Up until a few weeks ago when the Stabroek Business covered a meeting of the Guyana Association of Home Econo-mists (GAHE) relatively few people outside the professional circle knew about the existence of the organization and fewer still were aware of the fact that in April 2015 GAHE will be hosting a forum of the Caribbean Association of Home Economists.
GAHE comprises teachers in the education system who are trained in the multi-faceted discipline of Home Economics and who teach the subject in the local school system.
For a number of years we were prisoners of an understanding of what Home Economics was. It was the conventional understanding that Home Economics was the vehicle through which you taught young women to become good housekeepers. That may have changed in relatively recent years though there is no real evidence that Home Economics has been embraced as a discipline that can serve as a respected stand-alone profession and can also be infused into some of the other sectors of the economy including the tourism and food sectors.
By confining Home Economics to a relatively narrow socio-cultural space we have limited its options. The error has been to fail to dissect the curriculum and to understand the extent of the training and just what it qualifies the practitioner to do.

================================

THE TASK.
Answer these questions from the article on Home Economics:
(a) What will GAHE host in April 2015?
(b) Who makes up GAHE?
(c) Which two sectors of the economy does the text name as places Home Economics could be infused into?

(Saved entries)
================================

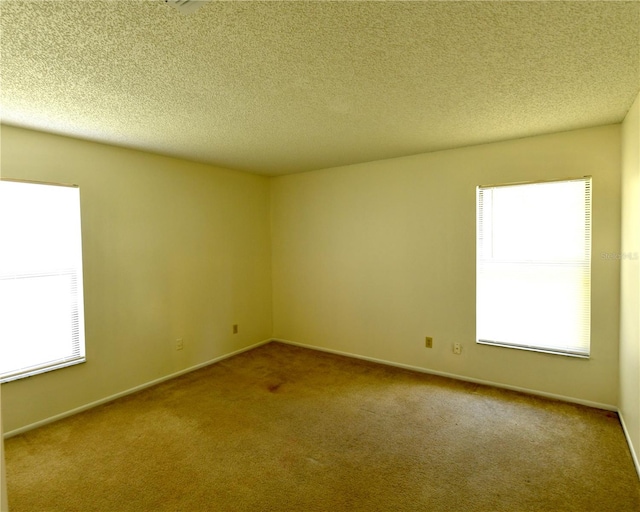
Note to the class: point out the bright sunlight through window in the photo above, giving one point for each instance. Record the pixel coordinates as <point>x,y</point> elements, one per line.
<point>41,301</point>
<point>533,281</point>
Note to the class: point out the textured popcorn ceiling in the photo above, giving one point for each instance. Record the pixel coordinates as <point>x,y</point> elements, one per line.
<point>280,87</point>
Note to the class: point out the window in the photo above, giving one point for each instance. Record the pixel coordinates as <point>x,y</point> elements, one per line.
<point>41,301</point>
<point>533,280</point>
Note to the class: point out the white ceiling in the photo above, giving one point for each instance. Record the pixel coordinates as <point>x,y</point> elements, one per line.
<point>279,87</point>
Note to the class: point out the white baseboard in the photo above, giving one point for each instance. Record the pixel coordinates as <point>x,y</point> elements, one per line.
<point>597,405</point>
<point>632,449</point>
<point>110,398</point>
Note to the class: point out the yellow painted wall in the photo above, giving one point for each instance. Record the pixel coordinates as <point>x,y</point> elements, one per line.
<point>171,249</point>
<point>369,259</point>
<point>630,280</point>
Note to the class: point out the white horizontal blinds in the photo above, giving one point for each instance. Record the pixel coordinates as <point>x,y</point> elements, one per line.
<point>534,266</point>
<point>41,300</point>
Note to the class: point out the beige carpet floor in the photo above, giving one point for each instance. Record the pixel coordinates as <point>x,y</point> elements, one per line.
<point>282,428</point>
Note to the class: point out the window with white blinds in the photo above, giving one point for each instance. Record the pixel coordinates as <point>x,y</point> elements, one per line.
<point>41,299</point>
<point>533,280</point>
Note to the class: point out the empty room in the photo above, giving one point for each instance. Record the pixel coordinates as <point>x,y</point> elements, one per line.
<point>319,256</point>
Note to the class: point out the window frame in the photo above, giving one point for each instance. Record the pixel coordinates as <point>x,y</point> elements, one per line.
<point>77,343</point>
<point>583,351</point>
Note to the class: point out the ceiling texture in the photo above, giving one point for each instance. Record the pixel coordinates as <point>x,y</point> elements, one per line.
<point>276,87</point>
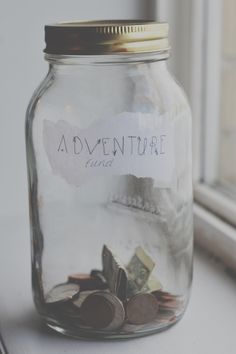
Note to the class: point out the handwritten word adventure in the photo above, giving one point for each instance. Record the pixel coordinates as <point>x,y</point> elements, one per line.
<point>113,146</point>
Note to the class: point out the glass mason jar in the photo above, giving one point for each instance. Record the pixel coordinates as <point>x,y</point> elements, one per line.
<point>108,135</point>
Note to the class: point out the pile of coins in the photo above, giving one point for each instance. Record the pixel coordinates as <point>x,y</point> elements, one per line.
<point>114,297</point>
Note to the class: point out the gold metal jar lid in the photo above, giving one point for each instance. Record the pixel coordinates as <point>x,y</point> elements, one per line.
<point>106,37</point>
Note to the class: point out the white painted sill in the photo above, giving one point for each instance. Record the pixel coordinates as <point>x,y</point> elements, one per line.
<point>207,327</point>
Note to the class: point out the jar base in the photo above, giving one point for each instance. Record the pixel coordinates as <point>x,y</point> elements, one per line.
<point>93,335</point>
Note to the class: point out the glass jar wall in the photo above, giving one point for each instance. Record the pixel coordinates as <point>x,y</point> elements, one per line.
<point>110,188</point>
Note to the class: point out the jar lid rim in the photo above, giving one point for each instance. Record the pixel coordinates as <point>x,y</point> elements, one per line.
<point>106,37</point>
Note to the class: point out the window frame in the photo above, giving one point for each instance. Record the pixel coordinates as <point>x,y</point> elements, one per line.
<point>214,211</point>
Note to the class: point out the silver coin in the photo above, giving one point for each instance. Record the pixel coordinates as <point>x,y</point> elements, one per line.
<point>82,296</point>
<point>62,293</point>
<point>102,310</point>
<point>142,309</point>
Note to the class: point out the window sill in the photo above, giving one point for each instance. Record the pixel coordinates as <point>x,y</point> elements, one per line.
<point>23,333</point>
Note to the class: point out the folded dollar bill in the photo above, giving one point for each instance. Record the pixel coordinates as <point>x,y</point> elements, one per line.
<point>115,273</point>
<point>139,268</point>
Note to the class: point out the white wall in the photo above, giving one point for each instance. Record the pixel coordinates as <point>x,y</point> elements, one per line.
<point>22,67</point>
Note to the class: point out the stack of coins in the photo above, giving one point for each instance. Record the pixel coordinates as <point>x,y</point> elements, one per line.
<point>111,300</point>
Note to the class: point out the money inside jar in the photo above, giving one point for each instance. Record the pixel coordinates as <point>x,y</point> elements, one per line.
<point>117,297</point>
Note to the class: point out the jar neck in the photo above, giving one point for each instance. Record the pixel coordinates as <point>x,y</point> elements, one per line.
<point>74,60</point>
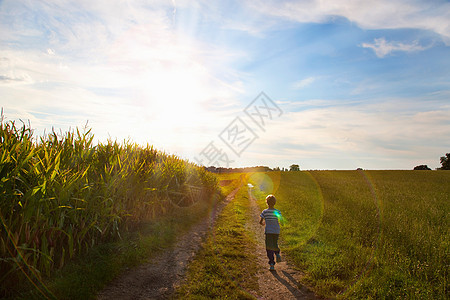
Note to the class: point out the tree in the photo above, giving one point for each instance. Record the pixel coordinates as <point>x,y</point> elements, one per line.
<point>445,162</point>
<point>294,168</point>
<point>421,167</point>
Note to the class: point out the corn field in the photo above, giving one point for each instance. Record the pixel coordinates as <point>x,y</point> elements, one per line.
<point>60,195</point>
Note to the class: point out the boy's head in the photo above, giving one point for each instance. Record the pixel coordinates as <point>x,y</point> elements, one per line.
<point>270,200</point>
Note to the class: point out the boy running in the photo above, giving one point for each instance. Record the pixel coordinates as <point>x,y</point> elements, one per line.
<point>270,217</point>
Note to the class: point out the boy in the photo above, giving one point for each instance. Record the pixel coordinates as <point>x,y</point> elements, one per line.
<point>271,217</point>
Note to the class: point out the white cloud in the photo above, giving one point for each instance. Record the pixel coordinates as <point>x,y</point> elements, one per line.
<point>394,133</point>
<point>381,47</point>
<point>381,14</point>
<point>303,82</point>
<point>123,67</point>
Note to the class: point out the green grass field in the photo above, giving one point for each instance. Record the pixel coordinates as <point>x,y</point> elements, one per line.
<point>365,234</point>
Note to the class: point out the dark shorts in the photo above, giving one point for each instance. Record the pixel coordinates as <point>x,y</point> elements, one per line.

================================

RESULT.
(a) A forum of the Caribbean Association of Home Economists.
(b) Teachers in the education system who are trained in Home Economics and teach the subject in the local school system.
(c) The tourism and food sectors.